§ **Extrait du texte**:
Le 25 janvier 2011, des millions de Cairotes envahissent la place Tahrir, réclamant la démission du président Hosni Moubarak.« Je n’avais jamais vu de révolution, de guerre ou de conflit en Égypte », se souvient Martine Akad, âgée de 23 ans au début de la Révolution. « C’était la première fois que je voyais des gens dans la rue pour s’opposer au pouvoir ». Après avoir étudié le droit à Paris, cette jeune catholique melkite est rentrée au Caire pour travailler comme manager de projet. Chaque mercredi, elle suit des cours de théologie à l’église Saint-Cyrille d’Héliopolis – à l’ouest de l’agglomération cairote – à l’instar d’autres femmes catholiques, toutes générations confondues. L’occasion de partager leurs opinions sur les évènements survenus depuis 2011.

Quand les premiers cocktails molotov ont explosé place Tahrir, Nadia Michelle Gaballa, 62 ans, a « fait le rapprochement avec la révolution égyptienne de 1952 ». Les manifestations antioccidentales avaient abouti au renversement de la monarchie de Farouk Ier. « La Révolution avait été kidnappée » par le coup d’État de Mouvement des officiers libres, conduit par Mohammed Naguib et Gamal Abdel Nasser. Mais l’enseignante à la retraite a vite changé son regard sur la révolution de 2011 : « Les Égyptiens victimes de la corruption ont rejoint les manifestants avec de bonnes intentions. Cependant, j’ai vite ressenti l’influence des Frères musulmans. »

§ **Données brutes**:
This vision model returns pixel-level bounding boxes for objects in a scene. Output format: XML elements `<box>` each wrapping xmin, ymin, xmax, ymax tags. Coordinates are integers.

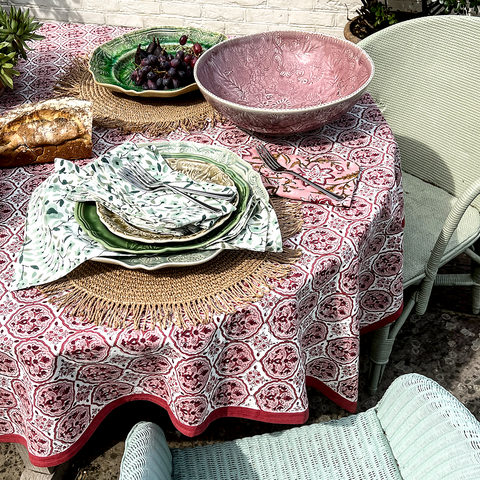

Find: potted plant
<box><xmin>0</xmin><ymin>7</ymin><xmax>44</xmax><ymax>93</ymax></box>
<box><xmin>344</xmin><ymin>0</ymin><xmax>480</xmax><ymax>43</ymax></box>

§ **Consigne**: Recopiez sans rien changer, s'il vous plaît, le passage du texte sur la révolution égyptienne qui s'ouvre sur les mots contenant « Le 25 janvier » et se clôt sur « survenus depuis 2011. ». Ce matériel n'a aucun rapport avec le texte sur la révolution égyptienne.

§ **Corrigé**:
Le 25 janvier 2011, des millions de Cairotes envahissent la place Tahrir, réclamant la démission du président Hosni Moubarak.« Je n’avais jamais vu de révolution, de guerre ou de conflit en Égypte », se souvient Martine Akad, âgée de 23 ans au début de la Révolution. « C’était la première fois que je voyais des gens dans la rue pour s’opposer au pouvoir ». Après avoir étudié le droit à Paris, cette jeune catholique melkite est rentrée au Caire pour travailler comme manager de projet. Chaque mercredi, elle suit des cours de théologie à l’église Saint-Cyrille d’Héliopolis – à l’ouest de l’agglomération cairote – à l’instar d’autres femmes catholiques, toutes générations confondues. L’occasion de partager leurs opinions sur les évènements survenus depuis 2011.